What you will do: Reproduce each of the entries below word for word, with nothing added, dropped, or changed.

··· Provided records ···

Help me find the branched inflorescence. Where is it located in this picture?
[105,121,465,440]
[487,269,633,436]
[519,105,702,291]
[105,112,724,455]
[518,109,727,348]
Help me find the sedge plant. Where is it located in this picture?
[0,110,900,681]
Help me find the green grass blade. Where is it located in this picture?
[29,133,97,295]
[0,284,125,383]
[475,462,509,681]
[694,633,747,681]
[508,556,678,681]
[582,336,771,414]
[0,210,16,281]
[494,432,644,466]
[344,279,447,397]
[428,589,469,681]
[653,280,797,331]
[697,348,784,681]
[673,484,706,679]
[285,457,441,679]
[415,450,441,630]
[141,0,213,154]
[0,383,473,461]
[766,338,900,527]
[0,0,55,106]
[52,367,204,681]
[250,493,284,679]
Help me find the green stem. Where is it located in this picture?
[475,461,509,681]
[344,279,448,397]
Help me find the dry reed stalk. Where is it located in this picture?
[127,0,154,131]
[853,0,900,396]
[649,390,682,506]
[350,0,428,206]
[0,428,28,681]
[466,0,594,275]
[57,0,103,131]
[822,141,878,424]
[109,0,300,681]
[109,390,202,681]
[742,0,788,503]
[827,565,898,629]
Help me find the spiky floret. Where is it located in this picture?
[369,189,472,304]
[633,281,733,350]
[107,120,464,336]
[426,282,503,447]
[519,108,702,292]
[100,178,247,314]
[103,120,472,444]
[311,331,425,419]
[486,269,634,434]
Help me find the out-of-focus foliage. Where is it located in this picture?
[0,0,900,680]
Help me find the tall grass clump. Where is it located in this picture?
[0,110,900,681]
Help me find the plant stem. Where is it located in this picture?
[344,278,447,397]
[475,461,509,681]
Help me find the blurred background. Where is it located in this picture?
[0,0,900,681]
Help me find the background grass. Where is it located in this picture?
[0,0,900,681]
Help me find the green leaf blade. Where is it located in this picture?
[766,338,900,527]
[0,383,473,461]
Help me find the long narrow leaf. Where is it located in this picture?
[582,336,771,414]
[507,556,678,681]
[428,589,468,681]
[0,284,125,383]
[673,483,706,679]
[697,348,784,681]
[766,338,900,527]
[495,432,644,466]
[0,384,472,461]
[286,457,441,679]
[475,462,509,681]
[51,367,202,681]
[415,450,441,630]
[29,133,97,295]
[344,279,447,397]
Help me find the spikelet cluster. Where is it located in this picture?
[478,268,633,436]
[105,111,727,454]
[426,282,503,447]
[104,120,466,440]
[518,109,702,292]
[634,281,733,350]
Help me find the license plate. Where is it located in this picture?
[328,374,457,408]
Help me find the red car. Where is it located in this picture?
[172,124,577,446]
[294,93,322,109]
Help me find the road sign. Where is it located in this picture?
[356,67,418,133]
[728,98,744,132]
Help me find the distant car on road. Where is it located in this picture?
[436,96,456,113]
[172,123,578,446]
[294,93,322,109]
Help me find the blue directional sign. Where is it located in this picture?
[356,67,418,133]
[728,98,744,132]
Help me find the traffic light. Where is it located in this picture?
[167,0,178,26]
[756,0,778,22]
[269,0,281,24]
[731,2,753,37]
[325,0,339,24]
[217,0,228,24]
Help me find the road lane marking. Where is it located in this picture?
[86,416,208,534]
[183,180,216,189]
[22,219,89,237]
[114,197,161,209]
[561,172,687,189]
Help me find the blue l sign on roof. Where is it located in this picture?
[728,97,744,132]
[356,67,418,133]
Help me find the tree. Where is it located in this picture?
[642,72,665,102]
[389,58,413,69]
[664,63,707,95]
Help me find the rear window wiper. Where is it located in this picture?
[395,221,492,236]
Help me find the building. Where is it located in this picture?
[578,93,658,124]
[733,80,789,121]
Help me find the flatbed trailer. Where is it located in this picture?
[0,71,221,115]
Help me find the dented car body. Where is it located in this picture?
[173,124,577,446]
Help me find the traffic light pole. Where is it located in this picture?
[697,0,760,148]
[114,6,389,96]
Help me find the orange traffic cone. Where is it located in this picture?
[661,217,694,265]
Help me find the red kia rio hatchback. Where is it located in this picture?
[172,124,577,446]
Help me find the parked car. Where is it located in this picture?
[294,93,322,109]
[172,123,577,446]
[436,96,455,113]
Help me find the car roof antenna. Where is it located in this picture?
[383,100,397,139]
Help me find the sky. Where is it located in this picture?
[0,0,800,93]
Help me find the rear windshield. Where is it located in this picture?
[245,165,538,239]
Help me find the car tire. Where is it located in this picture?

···

Reply:
Help me find the branched inflorescence. Where is it located in this picture?
[105,121,465,440]
[487,269,633,436]
[519,105,702,291]
[105,112,724,455]
[518,109,727,348]
Help me find the sedge plant. Where is it located in this picture?
[0,110,900,681]
Help me find the green grass blade. Where is it located in this picture?
[29,133,97,295]
[0,284,125,383]
[475,462,509,681]
[694,633,747,681]
[508,556,678,681]
[582,336,771,414]
[0,210,16,281]
[494,432,644,466]
[344,279,447,397]
[428,589,469,681]
[653,280,797,331]
[697,348,784,681]
[673,484,706,679]
[285,457,441,679]
[415,450,441,630]
[141,0,213,154]
[0,383,473,461]
[766,338,900,527]
[0,0,55,106]
[52,367,204,681]
[250,493,284,679]
Help me find the green stem. Where is it located in this picture?
[475,461,509,681]
[344,279,448,397]
Help me find the dry reed stalk. Where is it located in this picture?
[127,0,154,131]
[853,0,900,396]
[649,390,682,506]
[350,0,428,206]
[0,428,28,681]
[466,0,594,275]
[57,0,103,131]
[822,141,878,424]
[109,0,300,681]
[109,390,202,681]
[742,0,788,503]
[827,565,898,629]
Help me find the spiky floret. Where is it located in this picture?
[369,189,472,304]
[633,281,733,350]
[107,120,464,336]
[426,282,503,447]
[519,108,702,292]
[100,178,247,314]
[103,120,472,444]
[311,331,425,419]
[486,269,634,434]
Help me find the out-of-focus foliage. Where is it located in this picture?
[0,0,900,680]
Help me find the tall grass clump. Where is it located in this picture?
[0,110,900,681]
Help me find the plant stem. Where is it located in this picture?
[344,278,447,397]
[475,461,509,681]
Help me find the blurred background. Where is it located in this picture?
[0,0,900,681]
Help me find the background grass. Where is it located in this picture?
[0,0,900,681]
Help me find the green leaf blade. Where is it located in this picture?
[766,338,900,527]
[0,383,473,461]
Help me find the long narrow leaf. Where is it located in this picture?
[582,336,771,414]
[507,556,678,681]
[428,589,468,681]
[0,284,125,383]
[673,483,706,679]
[697,348,784,681]
[766,338,900,527]
[495,432,644,466]
[0,384,472,461]
[286,457,441,679]
[475,462,509,681]
[51,367,202,681]
[415,450,441,630]
[29,133,97,295]
[344,279,447,397]
Help me find the spikelet cluster. Where is it located in this picture?
[478,268,633,436]
[105,111,727,454]
[426,282,503,447]
[104,120,466,440]
[518,109,702,292]
[634,281,733,350]
Help me find the license plate. Where is it located in this picture?
[328,374,457,408]
Help me find the red car. Where is it located in this picture?
[172,124,577,446]
[294,93,322,109]
Help me find the road sign. Where is it located in this picture?
[356,67,418,133]
[728,98,744,132]
Help me find the distant car on road. Where is it located in this picture?
[436,96,456,113]
[172,123,578,446]
[294,93,322,109]
Help me find the blue directional sign. Where is it located in this picture?
[356,67,418,133]
[728,98,744,132]
Help me find the traffic light. Where is it located in this picture?
[167,0,178,26]
[756,0,778,22]
[269,0,281,24]
[731,2,753,37]
[325,0,339,24]
[217,0,228,24]
Help me find the road lane marking. Where is it located in this picture?
[86,416,208,534]
[183,180,216,189]
[22,219,89,237]
[114,197,161,209]
[561,172,687,189]
Help me find the blue l sign on roof. Where is it located in this picture?
[728,97,744,132]
[356,67,418,133]
Help me find the tree. Where is it located in this picture?
[642,72,665,102]
[389,58,413,69]
[664,63,707,95]
Help me find the rear window wiper. Where is it located in this picture?
[395,221,492,236]
Help me find the building. Where is it located in this picture?
[578,93,658,124]
[733,80,789,121]
Help me find the flatbed trailer. Where is it located in this picture?
[0,71,221,115]
Help me find the dented car body. Where is it located in this picture?
[173,124,577,446]
Help me find the traffic light pole. Where is it located in this picture?
[697,0,760,148]
[114,6,389,96]
Help me find the orange traffic cone. Where is it located in this picture?
[661,217,694,265]
Help me find the red kia rio hatchback. Where is it located in this picture?
[172,124,577,446]
Help me find the parked car. Where is it located in this picture?
[294,93,322,109]
[172,123,577,446]
[436,96,455,113]
Help me find the car roof antenna. Where is it located in this picture?
[383,100,397,139]
Help me find the sky. Where is it located in this picture?
[0,0,800,93]
Help me find the rear windshield. Where is it located in this picture?
[245,165,538,239]
Help me find the car tire. Where is it located in this picture?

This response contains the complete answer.